▸ Records that point to objects in photos:
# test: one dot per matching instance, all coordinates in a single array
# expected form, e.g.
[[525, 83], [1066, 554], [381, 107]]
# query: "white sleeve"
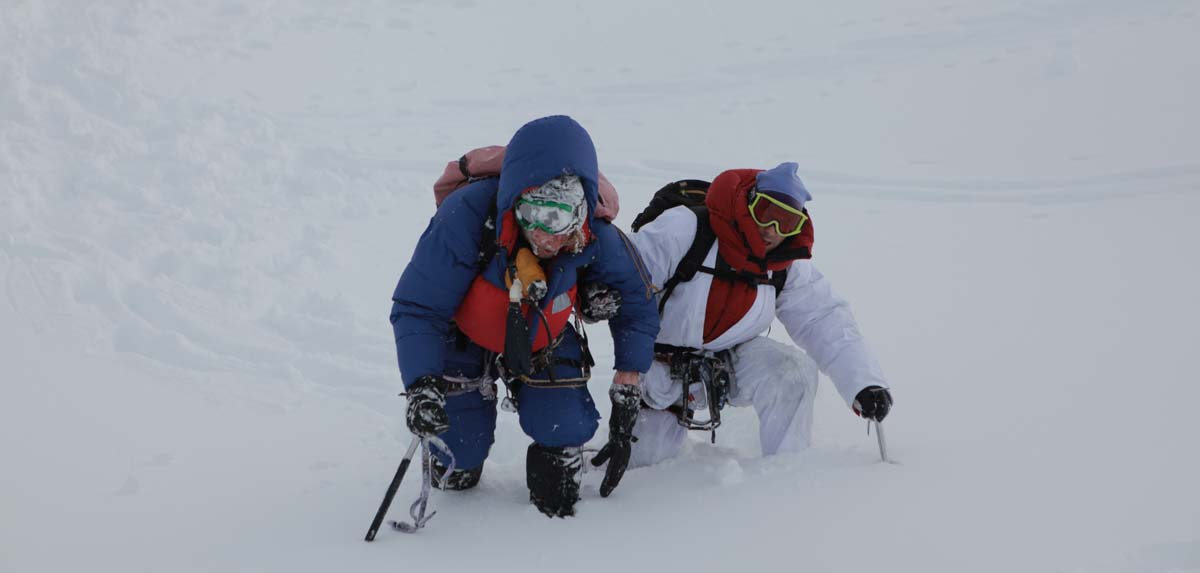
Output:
[[822, 324], [664, 241]]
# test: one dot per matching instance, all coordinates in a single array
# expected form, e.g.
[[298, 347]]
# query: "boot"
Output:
[[457, 480], [553, 477]]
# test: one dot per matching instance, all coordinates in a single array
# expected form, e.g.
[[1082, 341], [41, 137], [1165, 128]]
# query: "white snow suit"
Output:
[[779, 380]]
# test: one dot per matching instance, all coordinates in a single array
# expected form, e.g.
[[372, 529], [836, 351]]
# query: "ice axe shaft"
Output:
[[391, 488], [883, 442]]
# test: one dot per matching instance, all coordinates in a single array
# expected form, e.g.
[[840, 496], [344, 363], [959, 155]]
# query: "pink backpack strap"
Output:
[[483, 162], [607, 205]]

▸ OBJECTIVE: Rename "dot" to "point" throughout the stretch from the start of the records through the line that contains "[[391, 488], [883, 442]]", and write that stretch out again with nothing else changed. Leave the pictures out of your answer.

▸ TASK ANSWER:
# test: one point per matching instance, all coordinates in a single array
# expected form, e.g.
[[525, 83], [1066, 554], [381, 107]]
# query: "white sleeve"
Output:
[[822, 324], [664, 241]]
# test: one point per matching instance, all coordinates in a single array
# expected form, e.g.
[[298, 347]]
# query: "boot"
Output:
[[457, 480], [553, 477]]
# test: one point per matching instance, all coordinates in a single array
# expected form, e.g.
[[1082, 341], [41, 137], [1165, 128]]
# query: "white snow suit"
Output:
[[779, 380]]
# test: one point per matching instance, all coordinates in a single array
# expected form, e.g.
[[372, 529], [836, 351]]
# query: "ice axe shaft"
Output:
[[391, 488], [883, 442]]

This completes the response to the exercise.